Instructions for the task:
Write down the listing below word for word, from start to end, and leave out the pictures.

** BEGIN Provided data **

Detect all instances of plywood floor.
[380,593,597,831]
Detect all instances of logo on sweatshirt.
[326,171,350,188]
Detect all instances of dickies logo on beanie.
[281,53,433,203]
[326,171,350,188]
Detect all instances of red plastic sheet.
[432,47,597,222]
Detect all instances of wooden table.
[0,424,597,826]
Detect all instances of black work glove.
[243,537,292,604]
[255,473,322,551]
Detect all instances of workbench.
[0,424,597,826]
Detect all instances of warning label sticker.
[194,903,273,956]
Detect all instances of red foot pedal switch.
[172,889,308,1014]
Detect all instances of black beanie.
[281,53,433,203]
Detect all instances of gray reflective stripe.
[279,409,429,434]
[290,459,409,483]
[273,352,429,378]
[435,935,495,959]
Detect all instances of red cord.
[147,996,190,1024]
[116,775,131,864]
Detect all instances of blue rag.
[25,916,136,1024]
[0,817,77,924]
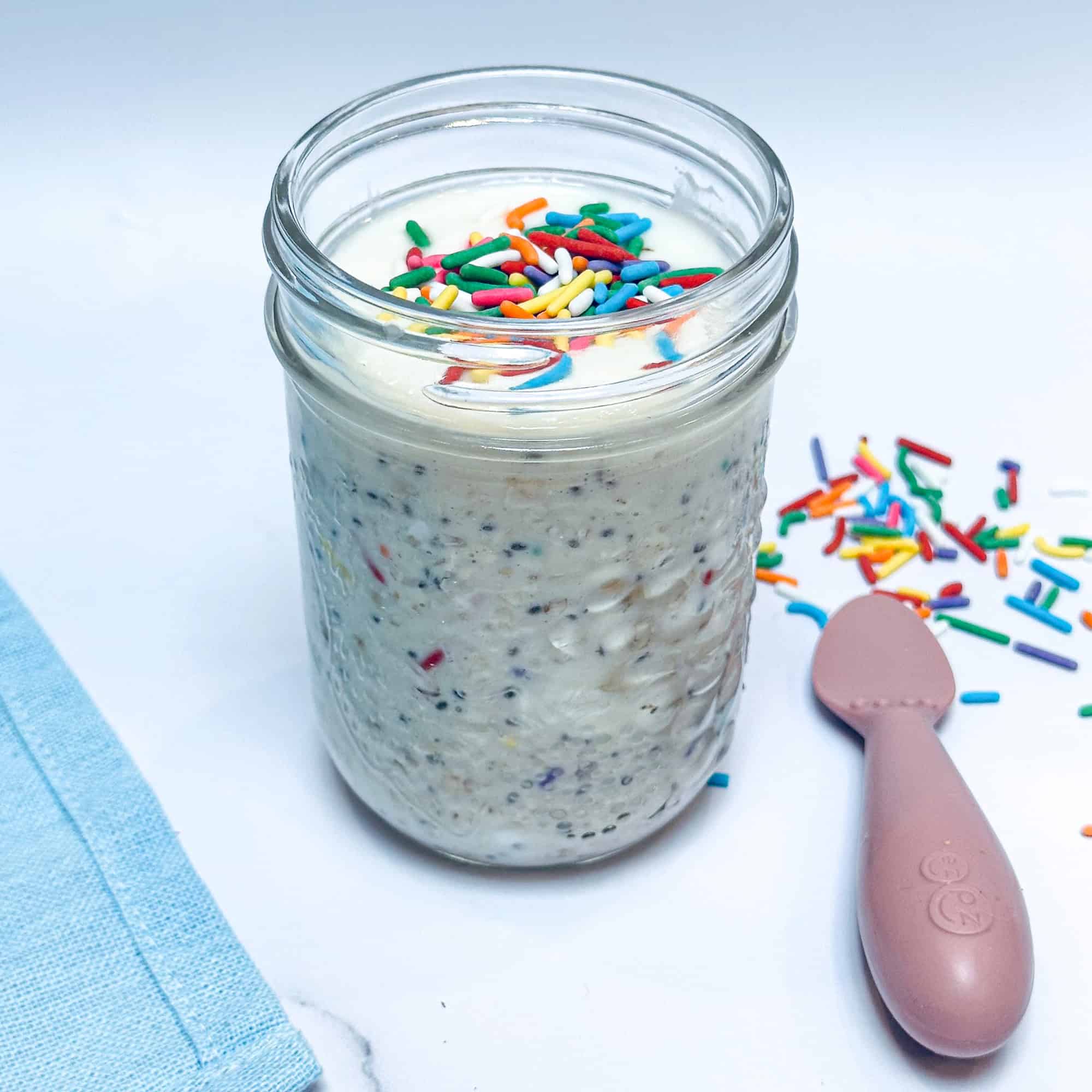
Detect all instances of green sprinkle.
[387,265,436,288]
[440,235,509,270]
[459,262,508,284]
[406,219,431,248]
[778,511,808,537]
[933,613,1012,644]
[850,523,902,538]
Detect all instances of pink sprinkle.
[471,288,534,307]
[851,455,887,484]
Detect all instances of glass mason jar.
[264,68,796,866]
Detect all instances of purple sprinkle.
[925,595,971,610]
[1012,641,1077,672]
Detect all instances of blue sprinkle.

** END Provided data **

Expected answer:
Detect all instances of plywood floor.
[380,593,597,831]
Detect all instances of logo on sweatshirt.
[326,171,350,188]
Detect all instances of dickies logo on beanie.
[281,53,433,203]
[326,171,350,188]
Detect all instances of red plastic sheet.
[432,47,597,222]
Detect all instances of wooden table.
[0,424,597,826]
Detect all instances of black work glove.
[243,537,292,604]
[255,473,322,551]
Detect all instances of workbench.
[0,424,597,826]
Detect all instances of warning label sticker.
[194,903,273,956]
Detect all instances of red foot pedal switch.
[172,889,308,1014]
Detect all instances of black beanie.
[281,53,433,203]
Detect all instances of gray reflective stripe.
[279,409,429,434]
[290,459,409,483]
[273,352,429,378]
[435,935,495,959]
Detect all instances of red cord.
[147,996,190,1024]
[116,775,131,864]
Detect all instances of blue rag.
[25,916,136,1024]
[0,817,77,924]
Detect all instances of green sprinkle.
[387,265,436,288]
[440,235,509,270]
[459,262,508,284]
[406,219,431,248]
[778,511,808,537]
[933,613,1012,644]
[850,523,902,538]
Detect all instances of pink sprinkle.
[471,288,534,307]
[851,455,887,484]
Detect all instances of glass mason jar.
[264,68,796,866]
Detect all instances of purple sprinkle.
[925,595,971,610]
[1012,641,1077,672]
Detect all instances of blue sprinkle.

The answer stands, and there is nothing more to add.